[Point annotation dataset records]

───

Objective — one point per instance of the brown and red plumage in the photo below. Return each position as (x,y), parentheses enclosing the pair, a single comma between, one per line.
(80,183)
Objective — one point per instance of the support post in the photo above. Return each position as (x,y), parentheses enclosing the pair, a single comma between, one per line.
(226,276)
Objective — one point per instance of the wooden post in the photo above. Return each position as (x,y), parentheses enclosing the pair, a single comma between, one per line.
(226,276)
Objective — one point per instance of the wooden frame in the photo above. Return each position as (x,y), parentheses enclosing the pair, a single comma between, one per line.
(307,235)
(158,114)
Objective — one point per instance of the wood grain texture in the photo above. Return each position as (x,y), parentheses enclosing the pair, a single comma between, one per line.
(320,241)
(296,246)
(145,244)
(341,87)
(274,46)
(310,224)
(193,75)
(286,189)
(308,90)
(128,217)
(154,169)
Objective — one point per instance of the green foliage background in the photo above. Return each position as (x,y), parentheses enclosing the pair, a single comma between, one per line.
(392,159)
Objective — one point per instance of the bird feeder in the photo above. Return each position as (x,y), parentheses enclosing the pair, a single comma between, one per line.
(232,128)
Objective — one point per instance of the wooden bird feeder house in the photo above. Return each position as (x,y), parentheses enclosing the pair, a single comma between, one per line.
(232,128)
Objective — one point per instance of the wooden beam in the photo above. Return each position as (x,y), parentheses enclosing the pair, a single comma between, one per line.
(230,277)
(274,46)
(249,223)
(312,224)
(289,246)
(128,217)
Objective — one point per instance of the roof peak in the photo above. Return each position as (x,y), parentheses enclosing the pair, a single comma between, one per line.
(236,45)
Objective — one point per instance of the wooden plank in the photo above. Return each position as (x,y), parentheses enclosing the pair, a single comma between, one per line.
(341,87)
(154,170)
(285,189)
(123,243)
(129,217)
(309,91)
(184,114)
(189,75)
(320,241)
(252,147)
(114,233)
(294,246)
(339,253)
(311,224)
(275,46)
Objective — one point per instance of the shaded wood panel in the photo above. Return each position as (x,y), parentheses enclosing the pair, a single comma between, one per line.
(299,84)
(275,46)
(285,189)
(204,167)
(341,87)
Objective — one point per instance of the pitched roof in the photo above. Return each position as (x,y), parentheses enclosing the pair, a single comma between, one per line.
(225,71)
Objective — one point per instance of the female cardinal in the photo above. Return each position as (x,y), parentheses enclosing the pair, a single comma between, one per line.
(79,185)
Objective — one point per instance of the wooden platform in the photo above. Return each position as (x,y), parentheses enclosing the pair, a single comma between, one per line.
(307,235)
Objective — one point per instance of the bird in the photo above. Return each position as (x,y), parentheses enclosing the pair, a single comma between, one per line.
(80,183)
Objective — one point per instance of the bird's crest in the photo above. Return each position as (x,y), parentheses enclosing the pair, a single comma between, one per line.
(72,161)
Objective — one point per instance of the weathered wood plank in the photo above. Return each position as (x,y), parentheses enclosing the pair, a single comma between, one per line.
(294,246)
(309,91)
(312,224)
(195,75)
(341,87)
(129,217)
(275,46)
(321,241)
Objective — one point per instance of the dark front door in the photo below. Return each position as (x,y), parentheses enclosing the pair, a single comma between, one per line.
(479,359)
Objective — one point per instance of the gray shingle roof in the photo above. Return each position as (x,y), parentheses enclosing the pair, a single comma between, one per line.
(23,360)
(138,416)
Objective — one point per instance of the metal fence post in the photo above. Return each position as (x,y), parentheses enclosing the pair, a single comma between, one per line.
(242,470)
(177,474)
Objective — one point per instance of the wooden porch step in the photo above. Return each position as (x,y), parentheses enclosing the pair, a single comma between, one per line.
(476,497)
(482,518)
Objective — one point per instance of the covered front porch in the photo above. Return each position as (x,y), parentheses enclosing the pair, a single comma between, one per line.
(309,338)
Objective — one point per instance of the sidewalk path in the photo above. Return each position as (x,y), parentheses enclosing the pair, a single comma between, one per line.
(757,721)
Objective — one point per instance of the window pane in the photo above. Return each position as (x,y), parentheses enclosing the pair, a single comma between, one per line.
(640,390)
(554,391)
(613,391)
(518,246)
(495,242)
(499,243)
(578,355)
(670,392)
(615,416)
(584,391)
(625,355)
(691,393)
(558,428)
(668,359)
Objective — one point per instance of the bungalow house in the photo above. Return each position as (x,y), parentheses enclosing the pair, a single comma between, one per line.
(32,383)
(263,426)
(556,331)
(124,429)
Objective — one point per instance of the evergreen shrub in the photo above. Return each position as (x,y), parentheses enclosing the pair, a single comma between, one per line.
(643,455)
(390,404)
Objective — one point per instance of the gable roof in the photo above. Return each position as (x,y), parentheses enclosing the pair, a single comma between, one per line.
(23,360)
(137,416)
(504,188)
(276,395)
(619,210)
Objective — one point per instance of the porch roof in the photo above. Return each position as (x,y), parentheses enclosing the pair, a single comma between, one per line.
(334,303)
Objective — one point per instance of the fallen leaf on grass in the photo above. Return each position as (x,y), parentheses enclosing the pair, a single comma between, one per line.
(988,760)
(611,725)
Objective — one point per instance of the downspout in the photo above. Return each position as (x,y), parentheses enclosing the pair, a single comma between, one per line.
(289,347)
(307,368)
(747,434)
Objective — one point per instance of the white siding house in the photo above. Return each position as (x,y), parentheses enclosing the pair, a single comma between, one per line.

───

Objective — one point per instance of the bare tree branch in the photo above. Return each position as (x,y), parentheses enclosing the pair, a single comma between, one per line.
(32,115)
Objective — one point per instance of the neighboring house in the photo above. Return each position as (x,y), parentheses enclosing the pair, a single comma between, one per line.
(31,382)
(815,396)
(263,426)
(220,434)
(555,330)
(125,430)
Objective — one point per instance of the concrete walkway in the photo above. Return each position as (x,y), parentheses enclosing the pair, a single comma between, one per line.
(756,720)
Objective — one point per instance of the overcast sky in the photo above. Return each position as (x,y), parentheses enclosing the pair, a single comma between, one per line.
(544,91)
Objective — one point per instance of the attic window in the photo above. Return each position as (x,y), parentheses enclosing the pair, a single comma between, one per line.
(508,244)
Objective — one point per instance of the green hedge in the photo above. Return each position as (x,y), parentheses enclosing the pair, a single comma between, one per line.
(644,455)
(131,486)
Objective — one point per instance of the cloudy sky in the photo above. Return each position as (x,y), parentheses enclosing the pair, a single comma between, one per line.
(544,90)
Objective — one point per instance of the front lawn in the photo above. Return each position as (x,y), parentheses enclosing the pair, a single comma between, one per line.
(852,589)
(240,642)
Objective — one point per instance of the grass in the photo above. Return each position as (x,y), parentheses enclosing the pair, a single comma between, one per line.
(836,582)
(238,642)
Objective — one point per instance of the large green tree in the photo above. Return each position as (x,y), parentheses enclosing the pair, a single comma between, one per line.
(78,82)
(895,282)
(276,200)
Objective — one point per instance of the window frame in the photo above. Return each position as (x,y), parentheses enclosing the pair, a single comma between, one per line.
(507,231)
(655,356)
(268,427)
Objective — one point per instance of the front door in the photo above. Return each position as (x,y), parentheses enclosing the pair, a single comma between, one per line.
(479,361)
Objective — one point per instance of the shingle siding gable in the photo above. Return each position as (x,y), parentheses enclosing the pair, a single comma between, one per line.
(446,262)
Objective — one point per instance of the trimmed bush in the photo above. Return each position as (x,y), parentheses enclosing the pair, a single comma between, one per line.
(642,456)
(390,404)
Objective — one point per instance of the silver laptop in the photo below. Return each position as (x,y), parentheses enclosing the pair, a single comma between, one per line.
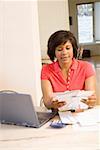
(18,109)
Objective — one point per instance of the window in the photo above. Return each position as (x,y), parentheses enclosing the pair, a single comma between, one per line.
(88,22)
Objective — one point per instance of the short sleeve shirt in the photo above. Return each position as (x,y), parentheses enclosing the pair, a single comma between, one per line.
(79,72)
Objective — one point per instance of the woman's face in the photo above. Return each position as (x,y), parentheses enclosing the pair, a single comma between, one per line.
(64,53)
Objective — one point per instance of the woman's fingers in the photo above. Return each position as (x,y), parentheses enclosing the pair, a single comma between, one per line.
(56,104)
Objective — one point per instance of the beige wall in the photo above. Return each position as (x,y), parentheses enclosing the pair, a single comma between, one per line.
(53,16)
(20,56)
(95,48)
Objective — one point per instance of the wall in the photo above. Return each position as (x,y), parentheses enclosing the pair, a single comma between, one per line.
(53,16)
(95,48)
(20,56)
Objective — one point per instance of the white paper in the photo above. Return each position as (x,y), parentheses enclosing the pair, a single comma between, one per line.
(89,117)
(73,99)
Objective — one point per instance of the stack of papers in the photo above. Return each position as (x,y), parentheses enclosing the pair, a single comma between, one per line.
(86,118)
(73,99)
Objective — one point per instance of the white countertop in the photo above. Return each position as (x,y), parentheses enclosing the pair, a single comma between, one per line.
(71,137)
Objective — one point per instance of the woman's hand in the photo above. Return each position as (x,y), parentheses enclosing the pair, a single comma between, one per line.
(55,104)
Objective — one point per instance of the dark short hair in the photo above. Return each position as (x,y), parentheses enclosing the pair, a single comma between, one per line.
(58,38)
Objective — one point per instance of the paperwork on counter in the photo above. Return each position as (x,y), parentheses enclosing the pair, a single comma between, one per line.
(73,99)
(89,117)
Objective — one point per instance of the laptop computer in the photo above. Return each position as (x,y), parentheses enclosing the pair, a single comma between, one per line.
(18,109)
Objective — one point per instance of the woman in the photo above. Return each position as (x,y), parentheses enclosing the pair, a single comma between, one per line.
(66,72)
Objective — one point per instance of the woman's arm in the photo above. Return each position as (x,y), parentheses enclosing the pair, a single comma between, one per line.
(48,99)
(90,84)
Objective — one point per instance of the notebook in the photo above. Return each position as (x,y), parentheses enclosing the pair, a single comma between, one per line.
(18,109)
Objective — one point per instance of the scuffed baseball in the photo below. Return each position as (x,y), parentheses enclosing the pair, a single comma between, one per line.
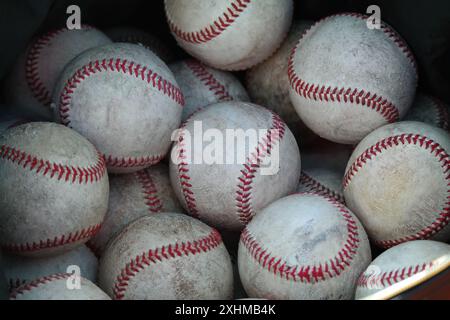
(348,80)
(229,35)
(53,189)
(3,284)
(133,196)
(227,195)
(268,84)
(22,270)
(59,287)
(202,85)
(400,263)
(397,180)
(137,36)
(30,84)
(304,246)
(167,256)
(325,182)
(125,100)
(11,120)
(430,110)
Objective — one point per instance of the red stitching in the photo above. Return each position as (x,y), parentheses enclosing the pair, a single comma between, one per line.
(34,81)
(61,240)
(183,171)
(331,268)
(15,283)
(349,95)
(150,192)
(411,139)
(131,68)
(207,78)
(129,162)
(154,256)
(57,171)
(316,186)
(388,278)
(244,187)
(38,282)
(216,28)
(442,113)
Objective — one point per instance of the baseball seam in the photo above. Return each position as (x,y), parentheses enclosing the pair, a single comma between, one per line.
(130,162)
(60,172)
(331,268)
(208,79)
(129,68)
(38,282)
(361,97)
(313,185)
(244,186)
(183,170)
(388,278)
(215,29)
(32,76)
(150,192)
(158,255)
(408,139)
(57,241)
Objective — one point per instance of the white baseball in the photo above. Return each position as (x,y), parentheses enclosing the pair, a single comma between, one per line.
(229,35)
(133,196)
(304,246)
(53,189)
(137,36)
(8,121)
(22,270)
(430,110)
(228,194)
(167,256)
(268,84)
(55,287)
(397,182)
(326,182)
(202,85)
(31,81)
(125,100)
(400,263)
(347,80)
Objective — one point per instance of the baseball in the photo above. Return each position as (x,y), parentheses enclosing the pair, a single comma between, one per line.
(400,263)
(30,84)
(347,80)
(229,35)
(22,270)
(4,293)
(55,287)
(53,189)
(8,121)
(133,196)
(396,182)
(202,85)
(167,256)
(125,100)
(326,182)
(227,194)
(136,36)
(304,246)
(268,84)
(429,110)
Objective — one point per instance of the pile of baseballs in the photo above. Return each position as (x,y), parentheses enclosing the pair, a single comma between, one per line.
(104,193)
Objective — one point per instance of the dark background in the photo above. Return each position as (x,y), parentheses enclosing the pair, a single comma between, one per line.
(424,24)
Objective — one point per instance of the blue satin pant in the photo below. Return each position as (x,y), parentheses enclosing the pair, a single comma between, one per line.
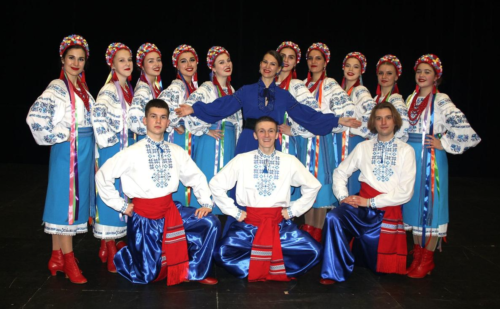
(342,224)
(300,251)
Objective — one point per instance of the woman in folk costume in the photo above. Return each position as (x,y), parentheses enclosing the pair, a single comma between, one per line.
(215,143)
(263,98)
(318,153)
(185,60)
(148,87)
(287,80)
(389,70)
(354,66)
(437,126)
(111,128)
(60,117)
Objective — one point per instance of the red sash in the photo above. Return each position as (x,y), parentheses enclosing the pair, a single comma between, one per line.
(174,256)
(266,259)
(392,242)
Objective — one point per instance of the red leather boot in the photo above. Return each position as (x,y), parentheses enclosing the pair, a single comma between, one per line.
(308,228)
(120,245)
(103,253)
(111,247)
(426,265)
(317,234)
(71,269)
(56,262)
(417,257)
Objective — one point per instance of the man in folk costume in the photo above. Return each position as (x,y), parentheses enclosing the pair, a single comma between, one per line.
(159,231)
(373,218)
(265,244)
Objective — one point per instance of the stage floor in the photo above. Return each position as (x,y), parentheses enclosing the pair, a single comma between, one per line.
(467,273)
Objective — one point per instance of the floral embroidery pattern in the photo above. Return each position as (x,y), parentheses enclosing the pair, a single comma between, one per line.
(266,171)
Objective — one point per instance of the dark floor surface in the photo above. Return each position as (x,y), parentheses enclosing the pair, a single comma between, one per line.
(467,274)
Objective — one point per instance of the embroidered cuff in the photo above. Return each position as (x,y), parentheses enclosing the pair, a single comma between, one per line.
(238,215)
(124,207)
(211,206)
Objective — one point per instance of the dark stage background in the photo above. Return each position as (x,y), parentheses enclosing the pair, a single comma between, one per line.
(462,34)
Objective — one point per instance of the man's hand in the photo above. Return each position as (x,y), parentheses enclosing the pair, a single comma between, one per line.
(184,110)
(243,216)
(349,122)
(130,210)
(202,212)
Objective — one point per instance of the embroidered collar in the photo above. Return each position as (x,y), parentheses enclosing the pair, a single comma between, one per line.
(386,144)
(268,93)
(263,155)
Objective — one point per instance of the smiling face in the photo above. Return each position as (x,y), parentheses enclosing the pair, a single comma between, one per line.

───

● TASK DIRECTIONS
Pick out and copy every line of the records that contains the word "siding". Case counts.

● WRITTEN SOLUTION
Objective — one point per instance of the white siding house in the photo above. Return each position as (x,y), parentheses enclosing the pair, a single comma between, one per line.
Objective — one point per instance of the shingle siding gable in the photo above. Return each position as (x,y), parentheses enclosing the pair, a single comma between, one per line.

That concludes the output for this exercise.